[libcamera-devel] [virtio-dev] Re: [RFC PATCH v6] virtio-video: Add virtio video device specification

Tue May 16 15:50:14 CEST 2023

Hello Laurent,

+CC: Andrii

On 06.05.23 10:16, Laurent Pinchart wrote:
> I'm also CC'ing the linux-media at vger.kernel.org mailing list for these
> discussions, I'm sure there are folks there who are interested in codec
> and camera virtualization.
>
> On Sat, May 06, 2023 at 11:12:29AM +0300, Laurent Pinchart via libcamera-devel wrote:
>> On Fri, May 05, 2023 at 04:55:33PM +0100, Alex Bennée via libcamera-devel wrote:
>>> Kieran Bingham writes:
>>>> Quoting Alexander Gordeev (2023-05-05 10:57:29)
>>>>> On 03.05.23 17:53, Cornelia Huck wrote:
>>>>>> On Wed, May 03 2023, Alex Bennée <alex.bennee at linaro.org> wrote:
>>>>>>> Cornelia Huck <cohuck at redhat.com> writes:
>>>>>>>> On Fri, Apr 28 2023, Alexander Gordeev <alexander.gordeev at opensynergy.com> wrote:
>>>>>>>>> On 27.04.23 15:16, Alexandre Courbot wrote:
>>>>>>>>>> But in any case, that's irrelevant to the guest-host interface, and I
>>>>>>>>>> think a big part of the disagreement stems from the misconception that
>>>>>>>>>> V4L2 absolutely needs to be used on either the guest or the host,
>>>>>>>>>> which is absolutely not the case.
>>>>>>>>>
>>>>>>>>> I understand this, of course. I'm arguing, that it is harder to
>>>>>>>>> implement it, get it straight and then maintain it over years. Also it
>>>>>>>>> brings limitations, that sometimes can be workarounded in the virtio
>>>>>>>>> spec, but this always comes at a cost of decreased readability and
>>>>>>>>> increased complexity. Overall it looks clearly as a downgrade compared
>>>>>>>>> to virtio-video for our use-case. And I believe it would be the same for
>>>>>>>>> every developer, that has to actually implement the spec, not just do
>>>>>>>>> the pass through. So if we think of V4L2 UAPI pass through as a
>>>>>>>>> compatibility device (which I believe it is), then it is fine to have
>>>>>>>>> both and keep improving the virtio-video, including taking the best
>>>>>>>>> ideas from the V4L2 and overall using it as a reference to make writing
>>>>>>>>> the driver simpler.
——————————
Work to be completed:
Extend the virtio-video email thread above, starting right after its last line.

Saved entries
——————————
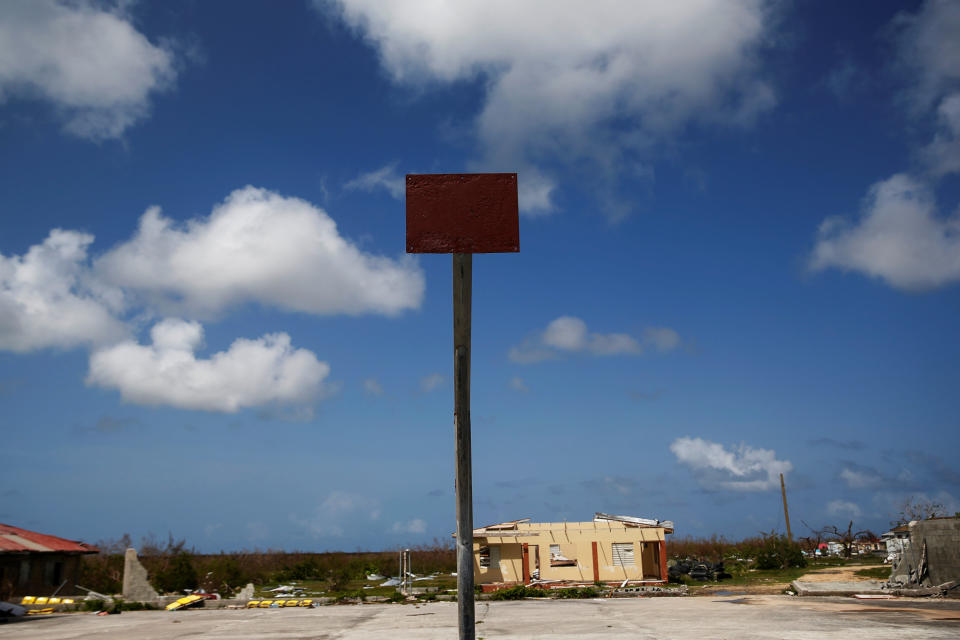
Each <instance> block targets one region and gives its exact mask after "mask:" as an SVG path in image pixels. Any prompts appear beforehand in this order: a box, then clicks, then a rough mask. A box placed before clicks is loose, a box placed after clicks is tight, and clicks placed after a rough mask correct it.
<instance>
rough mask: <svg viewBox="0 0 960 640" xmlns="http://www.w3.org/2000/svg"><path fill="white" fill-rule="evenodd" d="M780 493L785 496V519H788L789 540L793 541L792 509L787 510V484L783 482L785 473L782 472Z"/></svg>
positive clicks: (783, 499)
mask: <svg viewBox="0 0 960 640" xmlns="http://www.w3.org/2000/svg"><path fill="white" fill-rule="evenodd" d="M780 495H782V496H783V519H784V520H786V521H787V540H789V541H790V542H793V534H792V533H790V511H788V510H787V486H786V485H785V484H783V474H782V473H781V474H780Z"/></svg>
——————————
Answer to this problem:
>>>>>>>>
>>>>>>>> Let me jump in here and ask another question:
>>>>>>>>
>>>>>>>> Imagine that, some years in the future, somebody wants to add a virtio
>>>>>>>> device for handling video encoding/decoding to their hypervisor.
>>>>>>>>
>>>>>>>> Option 1: There are different devices to chose from. How is the person
>>>>>>>> implementing this supposed to pick a device? They might have a narrow
>>>>>>>> use case, where it is clear which of the devices is the one that needs to
>>>>>>>> be supported; but they also might have multiple, diverse use cases, and
>>>>>>>> end up needing to implement all of the devices.
>>>>>>>>
>>>>>>>> Option 2: There is one device with various optional features. The person
>>>>>>>> implementing this can start off with a certain subset of features
>>>>>>>> depending on their expected use cases, and add to it later, if needed;
>>>>>>>> but the upfront complexity might be too high for specialized use cases.
>>>>>>>>
>>>>>>>> Leaving concrete references to V4L2 out of the picture, we're currently
>>>>>>>> trying to decide whether our future will be more like Option 1 or Option
>>>>>>>> 2, with their respective trade-offs.
>>>>>>>>
>>>>>>>> I'm slightly biased towards Option 2; does it look feasible at all, or
>>>>>>>> am I missing something essential here? (I had the impression that some
>>>>>>>> previous confusion had been cleared up; apologies in advance if I'm
>>>>>>>> misrepresenting things.)
>>>>>>>>
>>>>>>>> I'd really love to see some kind of consensus for 1.3, if at all
>>>>>>>> possible :)
>>>>>>>
>>>>>>> I think feature discovery and extensibility is a key part of the VirtIO
>>>>>>> paradigm which is why I find the virtio-v4l approach limiting. By
>>>>>>> pegging the device to a Linux API we effectively limit the growth of the
>>>>>>> device specification to as fast as the Linux API changes. I'm not fully
>>>>>>> immersed in v4l but I don't think it is seeing any additional features
>>>>>>> developed for it and its limitations for camera are one of the reasons
>>>>>>> stuff is being pushed to userspace in solutions like libcamera:
>>>>>>>
>>>>>>>     How is libcamera different from V4L2?
>>>>>>>
>>>>>>>     We see libcamera as a continuation of V4L2. One that can more easily
>>>>>>>     handle the recent advances in hardware design. As embedded cameras have
>>>>>>>     developed, all of the complexity has been pushed on to the developers.
>>>>>>>     With libcamera, all of that complexity is simplified and a single model
>>>>>>>     is presented to application developers.
>>>>>>
>>>>>> Ok, that is interesting; thanks for the information.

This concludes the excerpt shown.